- [TEXTO EXTRAÍDO]
########

É partindo desta realidade complexa e contraditória, permeada de avanços e retrocessos, que os temas “gênero” e “trabalho” são abordados na obra Gênero e trabalho no Brasil e na França: perspectivas cruzadas, organizado por Alice R.P. Abreu, Helena S. Hirata e Maria Rosa Lombardi2 (2016) - produto final do Colóquio Internacional cujo tema foi Trabalho, Cuidado e políticas sociais: Brasil-França em debate, realizado nas cidades do Rio de Janeiro e São Paulo, entre os dias 26 e 29 de agosto de 2014 - apresentando o atual cenário da participação feminina, revelando aspectos da divisão sexual do trabalho.
É preciso salientar que a divisão sexual do trabalho, segundo Hirata e Kergoat (2007), se refere à divisão social do trabalho com base nas diferenças entre os sexos, sendo a sua principal característica a atribuição da esfera pública e produtiva aos homens, e da esfera privada e reprodutiva às mulheres. Em consonância ao referido postulado, de acordo com Sorj (2014), a identidade masculina se define pela distância mantida das atividades da esfera doméstica, enquanto as mulheres, mesmo desenvolvendo trabalho remunerado, acabam sendo as principais provedoras de trabalhos domésticos e de cuidado.
A obra de Abreu et al. (2016) traz à baila uma discussão ampla em torno da presença das mulheres no trabalho remunerado e não remunerado no Brasil e na França, atualizando o debate e propondo ao leitor uma intensa reflexão acerca do lugar atribuído às mulheres na sociedade contemporânea diante dos processos de globalização e mercantilização. Além disso, traz um debate interseccional, que perpassa e opulenta todos os argumentos acerca da temática.
A obra é dividida em seis partes, contendo 23 artigos, reunindo autores das mais diversas áreas, a saber: Antropologia, Sociologia, Economia, Estatística e Demografia, conferindo-lhes um discurso multidisciplinar sobre o tema em questão. Dada a riqueza da obra e suas contribuições nos estudos sobre gênero e trabalho, a seguir, tem-se um resumo de suas partes, além das respectivas discussões sobre as mesmas.
Na introdução da temática, na primeira parte do livro, intitulada Entrecruzar as desigualdades, têm-se as discussões sobre a articulação entre as relações sociais de classe, raça e gênero, a partir de uma explanação teórica-conceitual, com base nos conceitos de interseccionalidade e consubstancialidade. Esta discorre sobre o debate delicado e complexo que envolve as discussões sobre gênero e trabalho, convidando, até mesmo o leitor mais leigo, a uma profunda reflexão sobre as imbricações envoltas no tema.
Tal sessão traz o trabalho de Danièle Kergoat, que propõe o conceito de consubstancialidade como instrumento para abordar o trabalho feminino e suas relações sociais, analisando-o com base na opressão e na exploração, e colocando-o em relação às questões de gênero, classes e raças. A discussão é endossada por Antonio Guimarães, cujo artigo também destaca a questão das classes, etnias e raças e a relação destas com o sexo, com base no conceito de consubstancialidade e interseccionalidade.

########

- [DADOS REGISTRADOS]

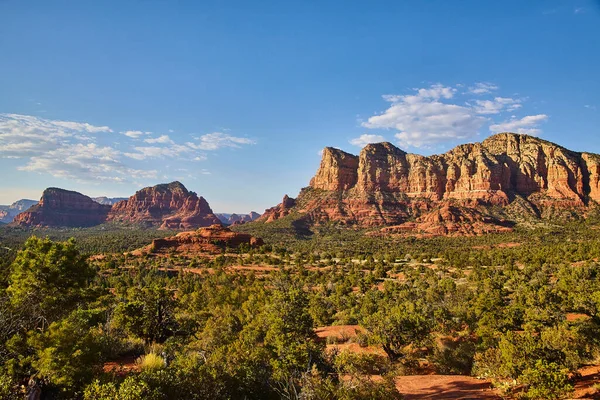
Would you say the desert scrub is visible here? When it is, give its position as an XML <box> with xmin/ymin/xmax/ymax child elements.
<box><xmin>135</xmin><ymin>353</ymin><xmax>167</xmax><ymax>371</ymax></box>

########

Reescreva tudo o que vai de "A obra de Abreu" até "acerca da temática." no texto extraído, trocando "mercantilização" por "financeirização". A listagem acima provém de uma fonte distinta da do texto extraído.

A obra de Abreu et al. (2016) traz à baila uma discussão ampla em torno da presença das mulheres no trabalho remunerado e não remunerado no Brasil e na França, atualizando o debate e propondo ao leitor uma intensa reflexão acerca do lugar atribuído às mulheres na sociedade contemporânea diante dos processos de globalização e financeirização. Além disso, traz um debate interseccional, que perpassa e opulenta todos os argumentos acerca da temática.